DIRECTIVE A ->
Locate every line in the records that contains the string "background", and copy each of those lines. Case counts.

TEXT EXTRACT ->
The court ultimately dismissed part of the appeal and affirmed the remainder, leaving intact PTAB decisions finding all challenged claims of three patents (U.S. Patent Nos. 10,325,122; 10,789,393; and 9,892,287) directed to computer recovery and return systems unpatentable.

Although the patents themselves concern technology for displaying return information on lost or stolen computers, the broader significance of the decision lies in the court’s treatment of discretionary institution issues and secondary considerations evidence. Those aspects of the opinion are likely to be cited well beyond the specific technology involved.

The Technology and the IPR Proceedings

The patents at issue were owned by Carolyn Hafeman and generally related to systems that display recovery or return information on a computer before or alongside a lock screen. The goal was to assist in returning lost or stolen devices to their owners.

A central claim limitation required “initiating or changing return information” through remote communication “without assistance by a user with the computer.”

Google and Microsoft filed six IPR petitions challenging the patents. The petitions arose against the backdrop of parallel district court litigation involving LG products that incorporated Google and Microsoft device-location functionality.

As frequently occurs in modern PTAB practice, discretionary denial issues became an important part of the institution phase. After the patent owner argued that the PTAB should deny institution because of the parallel litigation, LG provided a Sotera-style stipulation agreeing not to pursue in district court grounds that were raised or reasonably could have been raised in the IPRs.

The PTAB relied on that stipulation and instituted review.

The Board later found the challenged claims obvious over prior art references known as Jenne and Cohen and rejected the patent owner’s evidence of secondary considerations.

A Significant § 314(d) Decision

The most consequential portion of the opinion concerns appellate review of institution-related disputes.

After institution, the patent owner argued that LG had violated the Sotera stipulation in the district court litigation. According to the patent owner, that violation should have led the PTAB either to terminate the proceedings or at least explain why the proceedings should continue despite the alleged breach.

The Federal Circuit held that it lacked authority to review that challenge.

The court emphasized that litigants cannot evade the jurisdictional limitations imposed by § 314(d) merely by reframing an institution challenge as an attack on a final written decision. Instead, courts must examine the substance of the argument and the relief sought.

(Stored dataset items)
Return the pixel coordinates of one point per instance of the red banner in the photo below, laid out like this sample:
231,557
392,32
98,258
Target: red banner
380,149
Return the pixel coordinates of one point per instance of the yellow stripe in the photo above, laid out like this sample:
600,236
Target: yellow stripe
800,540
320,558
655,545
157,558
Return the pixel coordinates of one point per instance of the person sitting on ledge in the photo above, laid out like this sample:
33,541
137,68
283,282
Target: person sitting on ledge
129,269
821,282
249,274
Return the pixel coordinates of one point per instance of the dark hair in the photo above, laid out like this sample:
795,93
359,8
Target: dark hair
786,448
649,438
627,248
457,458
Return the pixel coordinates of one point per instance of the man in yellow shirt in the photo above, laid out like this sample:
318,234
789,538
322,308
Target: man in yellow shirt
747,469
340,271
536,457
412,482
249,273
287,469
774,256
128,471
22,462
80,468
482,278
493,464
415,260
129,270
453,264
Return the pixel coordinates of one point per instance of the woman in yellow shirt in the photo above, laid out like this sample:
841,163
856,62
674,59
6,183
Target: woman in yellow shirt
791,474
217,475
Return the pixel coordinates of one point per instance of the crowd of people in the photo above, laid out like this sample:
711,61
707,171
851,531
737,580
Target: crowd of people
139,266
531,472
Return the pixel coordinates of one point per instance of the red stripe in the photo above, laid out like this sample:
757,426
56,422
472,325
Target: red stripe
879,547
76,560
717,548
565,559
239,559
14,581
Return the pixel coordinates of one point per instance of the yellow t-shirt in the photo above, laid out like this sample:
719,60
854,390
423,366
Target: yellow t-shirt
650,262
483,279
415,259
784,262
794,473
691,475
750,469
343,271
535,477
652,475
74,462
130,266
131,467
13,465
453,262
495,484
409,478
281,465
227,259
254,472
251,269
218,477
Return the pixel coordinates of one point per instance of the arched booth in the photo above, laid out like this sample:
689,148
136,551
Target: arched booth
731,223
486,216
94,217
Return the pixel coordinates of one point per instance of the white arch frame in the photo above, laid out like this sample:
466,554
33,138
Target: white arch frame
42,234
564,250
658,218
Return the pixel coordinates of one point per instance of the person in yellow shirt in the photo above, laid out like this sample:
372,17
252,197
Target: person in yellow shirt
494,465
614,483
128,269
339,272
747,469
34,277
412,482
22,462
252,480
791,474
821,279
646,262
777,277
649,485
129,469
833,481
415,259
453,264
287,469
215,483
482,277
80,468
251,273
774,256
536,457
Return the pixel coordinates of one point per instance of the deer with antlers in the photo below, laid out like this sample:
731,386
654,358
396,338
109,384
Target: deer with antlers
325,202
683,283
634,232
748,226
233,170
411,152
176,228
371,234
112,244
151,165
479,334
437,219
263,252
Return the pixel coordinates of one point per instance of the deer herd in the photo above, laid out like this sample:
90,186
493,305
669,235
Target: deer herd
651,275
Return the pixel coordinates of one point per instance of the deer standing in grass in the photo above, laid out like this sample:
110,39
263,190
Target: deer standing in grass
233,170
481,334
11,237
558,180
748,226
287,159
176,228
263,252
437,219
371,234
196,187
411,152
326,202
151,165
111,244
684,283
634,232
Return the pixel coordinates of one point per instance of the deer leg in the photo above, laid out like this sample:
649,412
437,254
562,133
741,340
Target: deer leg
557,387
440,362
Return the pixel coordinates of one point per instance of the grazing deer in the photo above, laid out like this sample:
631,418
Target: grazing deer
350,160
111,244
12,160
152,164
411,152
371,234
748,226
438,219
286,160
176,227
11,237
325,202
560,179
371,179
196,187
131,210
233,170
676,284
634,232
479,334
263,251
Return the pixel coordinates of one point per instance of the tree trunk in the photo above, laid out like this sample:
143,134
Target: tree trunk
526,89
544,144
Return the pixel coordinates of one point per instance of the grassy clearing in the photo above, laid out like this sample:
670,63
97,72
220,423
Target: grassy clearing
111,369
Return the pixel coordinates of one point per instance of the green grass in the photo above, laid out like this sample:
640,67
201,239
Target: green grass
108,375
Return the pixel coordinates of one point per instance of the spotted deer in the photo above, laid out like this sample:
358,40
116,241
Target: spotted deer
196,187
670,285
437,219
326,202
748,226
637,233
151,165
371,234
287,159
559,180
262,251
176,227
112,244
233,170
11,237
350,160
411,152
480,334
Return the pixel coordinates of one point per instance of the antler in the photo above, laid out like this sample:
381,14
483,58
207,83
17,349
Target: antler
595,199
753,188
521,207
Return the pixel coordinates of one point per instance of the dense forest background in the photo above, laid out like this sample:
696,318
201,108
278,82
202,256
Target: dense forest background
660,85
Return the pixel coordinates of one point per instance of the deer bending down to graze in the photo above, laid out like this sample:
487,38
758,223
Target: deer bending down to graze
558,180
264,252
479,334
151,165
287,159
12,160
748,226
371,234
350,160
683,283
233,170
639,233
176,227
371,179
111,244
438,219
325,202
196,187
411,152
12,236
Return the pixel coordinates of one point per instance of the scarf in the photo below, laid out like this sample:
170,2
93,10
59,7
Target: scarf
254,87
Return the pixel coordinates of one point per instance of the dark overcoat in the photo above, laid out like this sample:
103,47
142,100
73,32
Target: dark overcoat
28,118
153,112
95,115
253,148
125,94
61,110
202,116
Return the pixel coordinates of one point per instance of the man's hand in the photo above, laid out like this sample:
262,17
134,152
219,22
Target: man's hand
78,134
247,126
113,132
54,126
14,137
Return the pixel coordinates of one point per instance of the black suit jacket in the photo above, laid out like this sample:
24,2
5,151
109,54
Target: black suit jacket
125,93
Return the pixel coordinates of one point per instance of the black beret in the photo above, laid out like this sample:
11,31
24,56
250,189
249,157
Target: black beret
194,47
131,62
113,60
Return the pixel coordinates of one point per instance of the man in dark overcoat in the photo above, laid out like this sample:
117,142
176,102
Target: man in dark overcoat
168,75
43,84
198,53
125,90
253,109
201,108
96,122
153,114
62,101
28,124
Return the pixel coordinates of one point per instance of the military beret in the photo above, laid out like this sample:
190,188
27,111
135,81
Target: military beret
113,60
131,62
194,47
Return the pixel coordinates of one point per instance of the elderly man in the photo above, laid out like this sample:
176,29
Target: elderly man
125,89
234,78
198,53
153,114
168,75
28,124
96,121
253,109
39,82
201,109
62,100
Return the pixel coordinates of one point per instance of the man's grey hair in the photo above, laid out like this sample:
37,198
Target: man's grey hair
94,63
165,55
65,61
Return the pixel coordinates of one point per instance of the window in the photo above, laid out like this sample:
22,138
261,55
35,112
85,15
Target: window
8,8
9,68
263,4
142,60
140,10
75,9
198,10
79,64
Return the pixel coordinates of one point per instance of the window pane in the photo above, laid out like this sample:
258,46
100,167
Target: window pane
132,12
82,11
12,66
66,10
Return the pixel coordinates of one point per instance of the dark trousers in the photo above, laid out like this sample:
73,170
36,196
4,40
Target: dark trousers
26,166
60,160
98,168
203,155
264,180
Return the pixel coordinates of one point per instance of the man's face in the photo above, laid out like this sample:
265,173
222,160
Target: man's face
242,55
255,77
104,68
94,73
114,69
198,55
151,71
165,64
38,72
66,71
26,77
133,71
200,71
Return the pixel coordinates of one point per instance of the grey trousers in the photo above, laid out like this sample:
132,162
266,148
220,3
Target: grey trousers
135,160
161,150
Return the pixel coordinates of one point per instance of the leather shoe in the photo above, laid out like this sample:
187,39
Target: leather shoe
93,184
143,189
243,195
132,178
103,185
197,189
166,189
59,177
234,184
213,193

DIRECTIVE B ->
Answer these questions using the patent appeal text, one per line:
(i) Who owned the patents at issue?
(ii) How many IPR petitions did Google and Microsoft file?
(iii) Over which prior art references did the Board find the challenged claims obvious?

FINISHED ANSWER A ->
Return the pixel coordinates of one point per instance of the dense forest background in the photo above, laid out like this sample:
Target: dense forest background

FINISHED ANSWER B ->
(i) Carolyn Hafeman
(ii) Six
(iii) Jenne and Cohen